• _Goal of the exercise_
Starting at the line containing "pixel 395 123" and ending at the line containing "pixel 818 47", print every line of the material below exactly, both ends included, and stop there.
= = = = = = =
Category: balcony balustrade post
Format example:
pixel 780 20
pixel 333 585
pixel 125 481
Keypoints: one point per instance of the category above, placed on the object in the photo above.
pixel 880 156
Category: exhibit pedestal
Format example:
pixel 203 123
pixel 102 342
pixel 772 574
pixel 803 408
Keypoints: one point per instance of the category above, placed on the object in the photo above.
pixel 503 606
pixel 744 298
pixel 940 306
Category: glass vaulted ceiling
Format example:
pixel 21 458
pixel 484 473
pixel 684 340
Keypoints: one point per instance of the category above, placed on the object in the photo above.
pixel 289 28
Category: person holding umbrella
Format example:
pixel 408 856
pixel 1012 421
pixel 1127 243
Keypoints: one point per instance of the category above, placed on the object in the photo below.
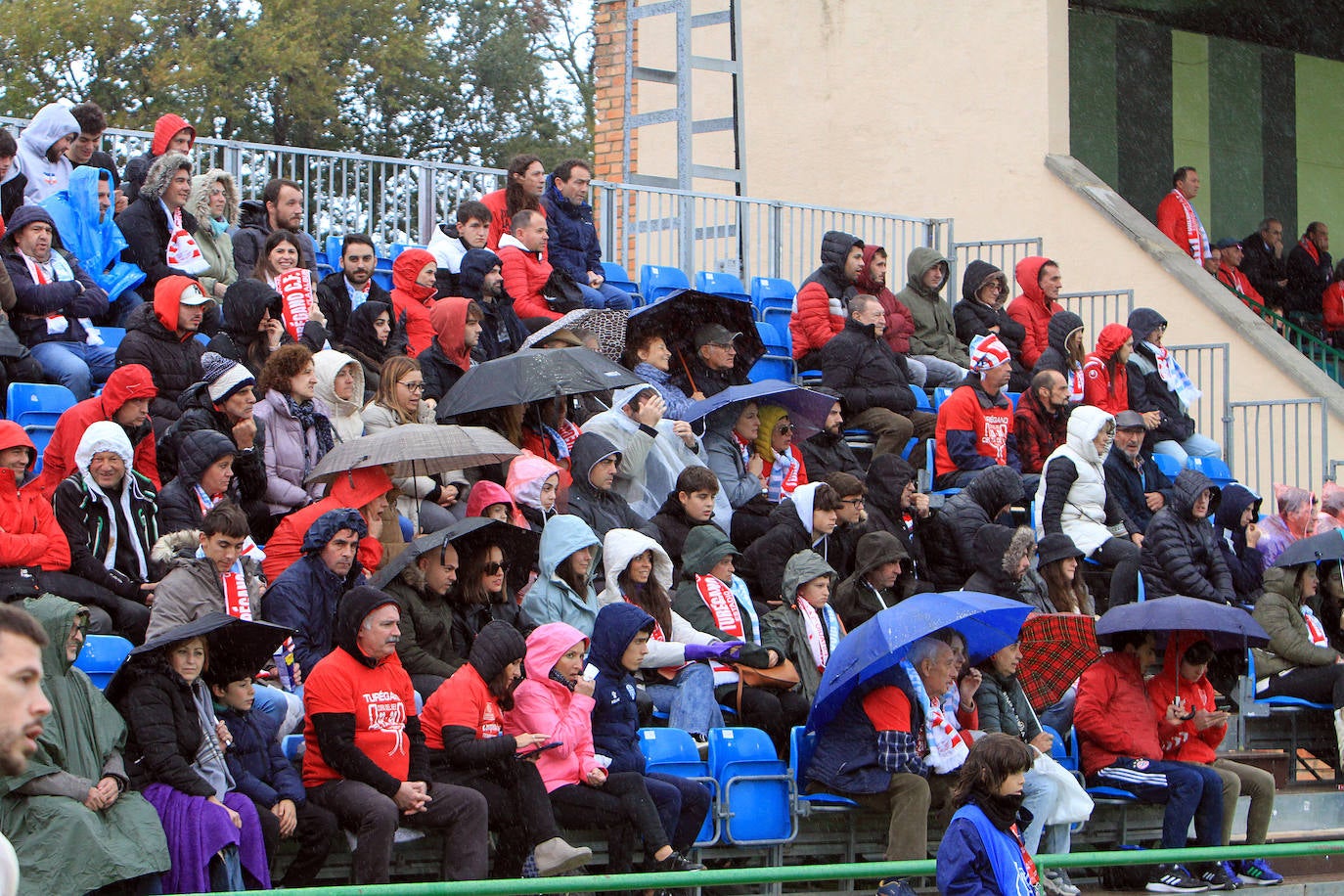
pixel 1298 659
= = = = = = =
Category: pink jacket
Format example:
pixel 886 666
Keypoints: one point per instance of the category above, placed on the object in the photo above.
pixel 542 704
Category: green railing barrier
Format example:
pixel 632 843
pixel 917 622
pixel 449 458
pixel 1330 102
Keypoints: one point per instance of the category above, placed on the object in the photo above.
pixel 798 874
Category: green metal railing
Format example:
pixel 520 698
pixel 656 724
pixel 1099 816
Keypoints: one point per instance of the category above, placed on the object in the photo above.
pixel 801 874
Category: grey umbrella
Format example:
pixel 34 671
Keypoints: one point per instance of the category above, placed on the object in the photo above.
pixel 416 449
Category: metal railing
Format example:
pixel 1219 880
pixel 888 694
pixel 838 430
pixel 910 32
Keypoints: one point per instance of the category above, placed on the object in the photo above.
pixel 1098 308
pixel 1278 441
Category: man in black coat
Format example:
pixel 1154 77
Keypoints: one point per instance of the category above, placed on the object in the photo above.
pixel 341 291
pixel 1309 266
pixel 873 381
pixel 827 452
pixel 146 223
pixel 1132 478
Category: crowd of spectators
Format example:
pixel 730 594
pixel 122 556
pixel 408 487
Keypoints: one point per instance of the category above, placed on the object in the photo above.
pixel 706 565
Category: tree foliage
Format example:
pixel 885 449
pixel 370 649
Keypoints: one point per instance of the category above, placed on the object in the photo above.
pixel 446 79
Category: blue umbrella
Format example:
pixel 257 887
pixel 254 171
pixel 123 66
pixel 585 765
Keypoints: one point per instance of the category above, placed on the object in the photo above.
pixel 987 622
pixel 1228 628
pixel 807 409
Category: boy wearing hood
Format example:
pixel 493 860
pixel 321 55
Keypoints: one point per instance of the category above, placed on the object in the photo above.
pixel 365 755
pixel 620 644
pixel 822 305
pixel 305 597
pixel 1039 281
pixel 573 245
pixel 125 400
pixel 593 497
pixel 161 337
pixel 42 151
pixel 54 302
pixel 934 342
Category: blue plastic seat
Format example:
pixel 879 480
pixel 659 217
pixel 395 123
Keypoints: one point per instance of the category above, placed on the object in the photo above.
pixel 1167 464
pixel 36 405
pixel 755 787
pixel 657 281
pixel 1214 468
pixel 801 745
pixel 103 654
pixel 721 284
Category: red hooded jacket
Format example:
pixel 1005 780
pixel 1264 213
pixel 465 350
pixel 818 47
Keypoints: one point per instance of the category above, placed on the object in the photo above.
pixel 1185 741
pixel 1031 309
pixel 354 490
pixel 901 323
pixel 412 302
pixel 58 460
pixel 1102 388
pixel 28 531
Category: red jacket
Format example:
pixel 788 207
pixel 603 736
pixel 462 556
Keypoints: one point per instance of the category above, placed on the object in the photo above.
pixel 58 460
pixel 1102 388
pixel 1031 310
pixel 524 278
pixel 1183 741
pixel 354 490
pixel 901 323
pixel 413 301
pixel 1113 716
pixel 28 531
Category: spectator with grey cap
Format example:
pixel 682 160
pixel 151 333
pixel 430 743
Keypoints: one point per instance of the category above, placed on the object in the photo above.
= = = = = = =
• _Output_
pixel 395 123
Keypoints: one point per instance of the category above, placed on the object in the photo above.
pixel 1167 464
pixel 36 405
pixel 755 787
pixel 657 281
pixel 1214 468
pixel 801 745
pixel 103 654
pixel 721 284
Category: red hooded jacket
Format example:
pixel 1005 780
pixel 1264 213
pixel 465 350
pixel 818 47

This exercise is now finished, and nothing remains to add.